Work instruction
Transcribe the data below in full, exactly.

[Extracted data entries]

○ ○ ○ ○

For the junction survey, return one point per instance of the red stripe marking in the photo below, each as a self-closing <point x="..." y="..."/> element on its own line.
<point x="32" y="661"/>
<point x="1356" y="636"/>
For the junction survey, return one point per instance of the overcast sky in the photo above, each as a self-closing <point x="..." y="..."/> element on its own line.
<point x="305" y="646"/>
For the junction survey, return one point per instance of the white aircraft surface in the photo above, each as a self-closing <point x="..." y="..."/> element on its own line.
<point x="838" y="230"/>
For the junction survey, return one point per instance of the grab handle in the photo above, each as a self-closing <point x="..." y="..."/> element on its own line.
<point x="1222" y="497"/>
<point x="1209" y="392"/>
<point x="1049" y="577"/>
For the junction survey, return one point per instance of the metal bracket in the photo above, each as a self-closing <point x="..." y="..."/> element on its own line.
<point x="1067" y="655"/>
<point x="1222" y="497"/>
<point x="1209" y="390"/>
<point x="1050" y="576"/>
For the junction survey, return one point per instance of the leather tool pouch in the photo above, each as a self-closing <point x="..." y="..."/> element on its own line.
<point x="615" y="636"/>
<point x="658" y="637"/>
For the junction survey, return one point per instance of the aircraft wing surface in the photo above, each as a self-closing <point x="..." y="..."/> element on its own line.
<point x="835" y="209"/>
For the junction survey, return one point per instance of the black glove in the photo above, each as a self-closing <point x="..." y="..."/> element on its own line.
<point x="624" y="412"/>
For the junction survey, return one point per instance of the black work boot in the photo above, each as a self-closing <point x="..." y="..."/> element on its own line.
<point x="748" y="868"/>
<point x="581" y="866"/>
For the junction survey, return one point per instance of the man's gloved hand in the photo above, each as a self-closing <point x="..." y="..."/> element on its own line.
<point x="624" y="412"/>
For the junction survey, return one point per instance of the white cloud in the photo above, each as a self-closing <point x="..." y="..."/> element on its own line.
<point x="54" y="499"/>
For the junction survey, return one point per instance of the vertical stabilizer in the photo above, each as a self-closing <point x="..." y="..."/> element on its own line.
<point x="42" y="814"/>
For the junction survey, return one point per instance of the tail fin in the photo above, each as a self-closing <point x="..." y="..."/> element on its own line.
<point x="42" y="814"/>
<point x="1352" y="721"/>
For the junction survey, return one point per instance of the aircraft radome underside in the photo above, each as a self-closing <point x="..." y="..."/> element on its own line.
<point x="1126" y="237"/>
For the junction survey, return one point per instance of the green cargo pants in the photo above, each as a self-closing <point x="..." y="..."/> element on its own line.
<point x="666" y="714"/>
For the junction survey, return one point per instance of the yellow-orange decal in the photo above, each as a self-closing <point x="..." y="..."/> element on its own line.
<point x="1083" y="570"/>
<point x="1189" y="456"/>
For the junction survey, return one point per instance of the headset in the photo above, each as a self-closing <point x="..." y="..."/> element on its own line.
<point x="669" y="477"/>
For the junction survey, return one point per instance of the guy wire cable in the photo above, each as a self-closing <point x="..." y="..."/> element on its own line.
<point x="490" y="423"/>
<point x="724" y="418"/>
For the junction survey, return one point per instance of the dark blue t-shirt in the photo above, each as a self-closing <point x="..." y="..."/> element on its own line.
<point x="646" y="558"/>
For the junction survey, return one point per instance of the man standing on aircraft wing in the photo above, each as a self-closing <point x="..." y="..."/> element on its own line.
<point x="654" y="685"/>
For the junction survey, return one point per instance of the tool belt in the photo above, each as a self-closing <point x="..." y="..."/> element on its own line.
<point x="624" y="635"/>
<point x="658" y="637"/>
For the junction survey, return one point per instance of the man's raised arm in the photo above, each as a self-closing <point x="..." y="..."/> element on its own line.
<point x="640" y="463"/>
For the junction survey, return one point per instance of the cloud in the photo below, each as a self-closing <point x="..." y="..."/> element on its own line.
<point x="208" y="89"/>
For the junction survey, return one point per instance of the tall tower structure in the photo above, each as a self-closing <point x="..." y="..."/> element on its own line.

○ ○ ○ ○

The completed task
For the junction survey, return one point per instance of the red stripe marking in the photo below, each as a self-closing <point x="..." y="..."/> element on its own line.
<point x="32" y="661"/>
<point x="1356" y="636"/>
For the junction survey, return one point per instance of the overcast sky in the photo above, each as a self-closing <point x="..." y="..."/> element on its own line.
<point x="305" y="646"/>
For the junction survey, return one point per instance of the white aircraft surface in the photo above, each as a self-closing <point x="..." y="..."/> element on its own line.
<point x="838" y="230"/>
For the junction survey, return one point per instance of the grab handle in the photo above, each as a self-closing <point x="..." y="..."/> element on its own line.
<point x="1222" y="497"/>
<point x="1209" y="392"/>
<point x="1049" y="577"/>
For the junction survey, return one point per instance of the metal bracket in the photo above, each as a self-closing <point x="..." y="..."/> element on its own line.
<point x="1067" y="655"/>
<point x="1222" y="497"/>
<point x="1209" y="390"/>
<point x="1050" y="576"/>
For the junction survey, return one point per instance of the leather tool pouch in the photo above, each as a self-closing <point x="..." y="..."/> element on its own line.
<point x="615" y="636"/>
<point x="658" y="637"/>
For the junction survey, return one point per instance of the aircraft wing surface in the photo above, each as a self-closing <point x="..." y="..."/> element on its own line.
<point x="835" y="209"/>
For the junction survey, return one point per instance of the black glove in the photo above, each as a self-closing <point x="..." y="..."/> element on its own line.
<point x="624" y="412"/>
For the junction survey, return one point per instance of the black work boot in the photo above, each as a self-closing <point x="..." y="..."/> element on its own line.
<point x="748" y="868"/>
<point x="581" y="866"/>
For the junction survey, return one point per instance of the man's gloved hand in the photo above, each as a self-closing <point x="..." y="..."/> element on its own line.
<point x="624" y="412"/>
For the junction survey, return one point per instance of the white cloud in the photo above, each as a self-closing <point x="..." y="..."/> element on its own line.
<point x="54" y="499"/>
For the junction survey, return one point per instance of the vertical stabilizer in the photo above, each as a self-closing <point x="..." y="..."/> element on its own line.
<point x="42" y="814"/>
For the junction survey, return one point per instance of the tail fin in the photo above, each as a self-closing <point x="..." y="..."/> element on its own line.
<point x="42" y="814"/>
<point x="1352" y="721"/>
For the junction survey, return one point per instance of the aircraft radome underside in the photo above, each as a self-closing <point x="..." y="..."/> element on its own line.
<point x="1126" y="237"/>
For the junction survey, return one point per instance of the green cargo pants in the photo above, each as a self-closing <point x="..." y="..."/> element on its own line.
<point x="666" y="714"/>
For the junction survey, return one point per instance of the yellow-orange decal in the photo above, each as a self-closing <point x="..." y="..."/> element on its own line.
<point x="1083" y="570"/>
<point x="1189" y="456"/>
For the junction survey, return one point per instance of the headset in the photo above, each as a self-closing <point x="..." y="..."/> element on its own line.
<point x="669" y="477"/>
For the junction survey, return one point per instance of the guy wire cable in the photo above, each as a self-closing <point x="..." y="..."/> element on its own line.
<point x="490" y="423"/>
<point x="724" y="418"/>
For the junction survey, return one point per instance of the dark blue t-shirt in the photo above, each as a self-closing <point x="..." y="..."/> element on its own line.
<point x="646" y="558"/>
For the junction survey, return one point per instance of the man standing on aircraft wing in the photo above, each as a self-closing <point x="..." y="..."/> element on its own line.
<point x="654" y="685"/>
For the junction survey, return one point per instance of the tool belt in the photo above, each as a self-closing <point x="..." y="..."/> element on its own line.
<point x="624" y="635"/>
<point x="658" y="637"/>
For the junction survey, return one point per instance of the man's raised arm in the photo above, each as a self-closing <point x="..." y="..."/> element on its own line.
<point x="640" y="463"/>
For the junction survey, return one point per instance of the cloud in the photo below, each as a self-closing <point x="..." y="..."/> element on its own line.
<point x="208" y="89"/>
For the junction survey, return one point per instance of the tall tower structure in the photo above, each as a self-closing <point x="..." y="..."/> element on its own line.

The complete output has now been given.